===== DATA FOR THIS EXERCISE =====
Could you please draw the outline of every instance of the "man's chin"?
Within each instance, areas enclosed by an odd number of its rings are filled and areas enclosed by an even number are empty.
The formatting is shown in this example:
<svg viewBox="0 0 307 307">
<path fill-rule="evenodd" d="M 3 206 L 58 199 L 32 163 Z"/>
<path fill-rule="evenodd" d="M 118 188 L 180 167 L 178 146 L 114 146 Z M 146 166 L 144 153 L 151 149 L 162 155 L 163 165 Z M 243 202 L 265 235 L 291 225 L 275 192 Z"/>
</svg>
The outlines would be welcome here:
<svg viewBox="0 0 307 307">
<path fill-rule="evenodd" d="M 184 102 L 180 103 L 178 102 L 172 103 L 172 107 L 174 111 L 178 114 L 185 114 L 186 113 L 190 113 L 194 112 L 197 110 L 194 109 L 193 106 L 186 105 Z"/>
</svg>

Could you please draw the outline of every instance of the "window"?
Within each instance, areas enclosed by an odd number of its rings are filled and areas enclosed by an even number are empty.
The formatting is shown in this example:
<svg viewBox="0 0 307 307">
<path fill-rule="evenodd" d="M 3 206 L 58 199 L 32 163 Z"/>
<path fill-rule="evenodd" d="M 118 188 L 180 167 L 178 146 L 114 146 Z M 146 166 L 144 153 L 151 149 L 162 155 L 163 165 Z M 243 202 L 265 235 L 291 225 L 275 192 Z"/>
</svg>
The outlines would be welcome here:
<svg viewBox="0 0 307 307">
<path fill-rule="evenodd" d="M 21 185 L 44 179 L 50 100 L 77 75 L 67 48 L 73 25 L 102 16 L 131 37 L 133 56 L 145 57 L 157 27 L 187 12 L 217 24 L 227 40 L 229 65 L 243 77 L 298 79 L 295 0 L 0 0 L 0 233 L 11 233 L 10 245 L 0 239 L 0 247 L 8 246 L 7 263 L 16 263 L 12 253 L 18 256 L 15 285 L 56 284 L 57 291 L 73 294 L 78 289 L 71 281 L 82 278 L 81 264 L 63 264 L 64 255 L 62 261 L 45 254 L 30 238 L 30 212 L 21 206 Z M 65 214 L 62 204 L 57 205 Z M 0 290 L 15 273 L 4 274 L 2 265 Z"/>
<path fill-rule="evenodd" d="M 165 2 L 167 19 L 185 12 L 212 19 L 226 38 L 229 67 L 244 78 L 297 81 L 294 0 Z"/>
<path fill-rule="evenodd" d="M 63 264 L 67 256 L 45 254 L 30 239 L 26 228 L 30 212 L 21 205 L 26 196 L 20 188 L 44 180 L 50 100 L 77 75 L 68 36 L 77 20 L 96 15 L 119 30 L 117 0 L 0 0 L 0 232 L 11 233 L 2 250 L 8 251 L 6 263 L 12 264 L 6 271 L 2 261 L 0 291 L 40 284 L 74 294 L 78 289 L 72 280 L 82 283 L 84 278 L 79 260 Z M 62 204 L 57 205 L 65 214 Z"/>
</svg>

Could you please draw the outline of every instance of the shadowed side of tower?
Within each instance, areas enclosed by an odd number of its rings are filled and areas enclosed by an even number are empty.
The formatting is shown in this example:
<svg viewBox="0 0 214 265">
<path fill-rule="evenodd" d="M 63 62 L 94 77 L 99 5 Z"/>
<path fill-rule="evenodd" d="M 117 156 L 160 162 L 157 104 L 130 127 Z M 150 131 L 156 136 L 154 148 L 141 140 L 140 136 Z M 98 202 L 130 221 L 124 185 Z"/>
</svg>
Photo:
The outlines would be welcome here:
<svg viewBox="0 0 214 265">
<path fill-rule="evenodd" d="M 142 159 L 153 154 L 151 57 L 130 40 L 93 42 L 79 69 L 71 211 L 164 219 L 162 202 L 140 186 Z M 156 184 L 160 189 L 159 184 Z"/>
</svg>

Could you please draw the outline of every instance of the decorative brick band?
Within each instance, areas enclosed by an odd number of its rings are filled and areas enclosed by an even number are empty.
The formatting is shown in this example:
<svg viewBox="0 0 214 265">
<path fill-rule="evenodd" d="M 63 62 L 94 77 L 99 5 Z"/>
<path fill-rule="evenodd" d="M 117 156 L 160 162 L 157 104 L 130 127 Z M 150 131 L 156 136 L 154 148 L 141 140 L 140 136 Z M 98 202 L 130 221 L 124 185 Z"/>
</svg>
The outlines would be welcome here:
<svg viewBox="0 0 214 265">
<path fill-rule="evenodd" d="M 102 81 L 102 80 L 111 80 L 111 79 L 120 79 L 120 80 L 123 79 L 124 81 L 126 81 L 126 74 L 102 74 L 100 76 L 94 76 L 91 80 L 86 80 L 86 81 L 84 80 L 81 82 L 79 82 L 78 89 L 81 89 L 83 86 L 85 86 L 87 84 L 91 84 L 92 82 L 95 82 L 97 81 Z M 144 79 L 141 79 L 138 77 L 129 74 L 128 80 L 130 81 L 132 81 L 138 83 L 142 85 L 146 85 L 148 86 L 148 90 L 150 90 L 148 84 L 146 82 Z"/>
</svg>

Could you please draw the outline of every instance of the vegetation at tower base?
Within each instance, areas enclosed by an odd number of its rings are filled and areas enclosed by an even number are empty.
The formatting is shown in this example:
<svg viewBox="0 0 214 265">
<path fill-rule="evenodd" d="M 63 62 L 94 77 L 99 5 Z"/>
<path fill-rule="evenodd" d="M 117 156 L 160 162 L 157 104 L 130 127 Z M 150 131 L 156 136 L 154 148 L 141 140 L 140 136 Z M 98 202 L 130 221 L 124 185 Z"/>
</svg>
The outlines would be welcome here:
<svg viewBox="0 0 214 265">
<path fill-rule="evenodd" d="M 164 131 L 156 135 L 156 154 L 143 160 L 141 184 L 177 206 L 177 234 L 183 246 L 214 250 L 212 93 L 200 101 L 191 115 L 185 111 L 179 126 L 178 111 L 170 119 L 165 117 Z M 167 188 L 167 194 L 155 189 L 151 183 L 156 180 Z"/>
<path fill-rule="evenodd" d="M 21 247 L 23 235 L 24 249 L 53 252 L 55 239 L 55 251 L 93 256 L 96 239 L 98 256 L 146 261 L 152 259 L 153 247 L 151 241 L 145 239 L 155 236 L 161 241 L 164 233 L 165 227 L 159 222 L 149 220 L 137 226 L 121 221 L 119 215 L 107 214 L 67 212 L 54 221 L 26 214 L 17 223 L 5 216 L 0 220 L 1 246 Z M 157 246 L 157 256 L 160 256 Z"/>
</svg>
=====
▶ **WHAT YOU SHOULD DO**: Reproduce the material above verbatim, line for line.

▶ **COMPLETED TASK**:
Could you please draw the outline of every instance of the "man's chin"?
Within each instance, areas enclosed by an odd number of its rings are filled and areas enclosed by an even number are empty.
The formatting is shown in this example:
<svg viewBox="0 0 307 307">
<path fill-rule="evenodd" d="M 3 206 L 58 199 L 32 163 Z"/>
<path fill-rule="evenodd" d="M 118 188 L 180 167 L 178 146 L 114 146 Z M 146 166 L 144 153 L 151 149 L 162 155 L 163 165 Z M 243 202 L 265 235 L 291 225 L 275 192 Z"/>
</svg>
The outlines would be welcome here:
<svg viewBox="0 0 307 307">
<path fill-rule="evenodd" d="M 184 102 L 180 103 L 178 102 L 172 103 L 172 107 L 174 111 L 178 114 L 185 114 L 186 113 L 190 113 L 194 112 L 197 110 L 194 109 L 193 106 L 186 105 Z"/>
</svg>

Could you please draw the outline of every instance of the "window"?
Within each instance, areas enclosed by an odd number of its rings are filled and areas enclosed by an even number are empty.
The formatting is shown in this example:
<svg viewBox="0 0 307 307">
<path fill-rule="evenodd" d="M 3 206 L 58 199 L 32 163 Z"/>
<path fill-rule="evenodd" d="M 118 188 L 180 167 L 178 146 L 114 146 Z M 146 166 L 144 153 L 151 149 L 162 155 L 163 165 Z M 243 202 L 265 235 L 291 225 L 275 192 Z"/>
</svg>
The outlines would be welcome here:
<svg viewBox="0 0 307 307">
<path fill-rule="evenodd" d="M 21 185 L 44 179 L 50 100 L 77 75 L 67 48 L 73 25 L 102 16 L 131 37 L 133 56 L 145 57 L 157 27 L 187 12 L 217 24 L 227 40 L 229 65 L 243 77 L 298 79 L 295 0 L 0 0 L 0 233 L 11 233 L 10 245 L 0 239 L 0 247 L 8 246 L 7 263 L 16 263 L 12 253 L 18 256 L 15 285 L 56 284 L 57 291 L 73 294 L 78 289 L 71 281 L 82 278 L 81 264 L 63 264 L 64 255 L 62 261 L 45 254 L 30 238 L 30 212 L 21 206 Z M 65 214 L 62 204 L 57 205 Z M 0 290 L 15 273 L 4 274 L 2 265 Z"/>
<path fill-rule="evenodd" d="M 165 2 L 167 19 L 185 12 L 212 19 L 226 38 L 229 67 L 244 78 L 297 81 L 294 0 Z"/>
<path fill-rule="evenodd" d="M 63 264 L 67 256 L 45 254 L 30 239 L 26 228 L 30 212 L 21 205 L 26 196 L 20 188 L 44 180 L 50 100 L 77 75 L 68 36 L 77 20 L 96 15 L 119 30 L 117 0 L 0 0 L 0 232 L 11 233 L 2 250 L 8 251 L 6 263 L 12 264 L 6 271 L 2 261 L 0 291 L 40 284 L 74 294 L 78 289 L 72 280 L 82 283 L 84 278 L 79 260 Z M 62 204 L 57 205 L 65 214 Z"/>
</svg>

Could you please draw the outline of every instance of the shadowed side of tower?
Within each instance, areas enclosed by an odd number of its rings are filled and areas enclosed by an even number are empty.
The formatting is shown in this example:
<svg viewBox="0 0 214 265">
<path fill-rule="evenodd" d="M 63 62 L 94 77 L 99 5 Z"/>
<path fill-rule="evenodd" d="M 117 156 L 160 162 L 157 104 L 130 127 Z M 150 131 L 156 136 L 154 148 L 141 140 L 140 136 Z M 98 202 L 130 221 L 124 185 Z"/>
</svg>
Photo:
The outlines would be welcome here:
<svg viewBox="0 0 214 265">
<path fill-rule="evenodd" d="M 142 159 L 153 154 L 151 57 L 130 40 L 93 42 L 79 69 L 71 211 L 164 219 L 162 202 L 140 186 Z M 156 184 L 160 189 L 159 184 Z"/>
</svg>

Could you please draw the outline of every instance of the decorative brick band?
Within each instance, areas enclosed by an odd number of its rings are filled and areas enclosed by an even number are empty.
The formatting is shown in this example:
<svg viewBox="0 0 214 265">
<path fill-rule="evenodd" d="M 63 62 L 94 77 L 99 5 Z"/>
<path fill-rule="evenodd" d="M 117 156 L 160 162 L 157 104 L 130 127 Z M 150 131 L 156 136 L 154 148 L 141 140 L 140 136 Z M 98 202 L 130 221 L 124 185 Z"/>
</svg>
The outlines would be welcome here:
<svg viewBox="0 0 214 265">
<path fill-rule="evenodd" d="M 102 81 L 102 80 L 111 80 L 111 79 L 120 79 L 120 80 L 123 79 L 124 81 L 126 81 L 126 74 L 102 74 L 100 76 L 94 76 L 91 80 L 86 80 L 86 81 L 84 80 L 81 82 L 79 82 L 78 89 L 81 89 L 83 86 L 85 86 L 87 84 L 91 84 L 92 82 L 95 82 L 97 81 Z M 144 79 L 141 79 L 138 77 L 129 74 L 128 80 L 130 81 L 132 81 L 138 83 L 142 85 L 146 85 L 148 86 L 148 90 L 150 90 L 148 84 L 146 82 Z"/>
</svg>

Could you please draw the outline of every instance of the vegetation at tower base?
Within each instance, areas enclosed by an odd number of its rings are filled and areas enclosed by an even number are empty.
The formatting is shown in this example:
<svg viewBox="0 0 214 265">
<path fill-rule="evenodd" d="M 63 62 L 94 77 L 99 5 Z"/>
<path fill-rule="evenodd" d="M 117 156 L 160 162 L 157 104 L 130 127 Z M 150 131 L 156 136 L 154 148 L 141 140 L 140 136 Z M 98 202 L 130 221 L 124 185 Z"/>
</svg>
The outlines would be welcome here:
<svg viewBox="0 0 214 265">
<path fill-rule="evenodd" d="M 164 131 L 156 135 L 156 154 L 143 160 L 141 184 L 177 206 L 177 234 L 183 246 L 214 250 L 212 93 L 200 101 L 191 115 L 185 111 L 179 126 L 178 111 L 170 119 L 165 117 Z M 167 188 L 167 194 L 155 189 L 151 183 L 156 180 Z"/>
<path fill-rule="evenodd" d="M 21 247 L 23 235 L 24 249 L 53 252 L 55 239 L 55 251 L 93 256 L 96 239 L 98 256 L 146 261 L 152 259 L 153 247 L 151 241 L 145 239 L 155 236 L 161 241 L 164 233 L 165 227 L 159 222 L 149 220 L 137 226 L 121 221 L 119 215 L 107 214 L 67 212 L 54 221 L 26 214 L 17 223 L 5 216 L 0 220 L 1 246 Z M 157 246 L 157 256 L 160 256 Z"/>
</svg>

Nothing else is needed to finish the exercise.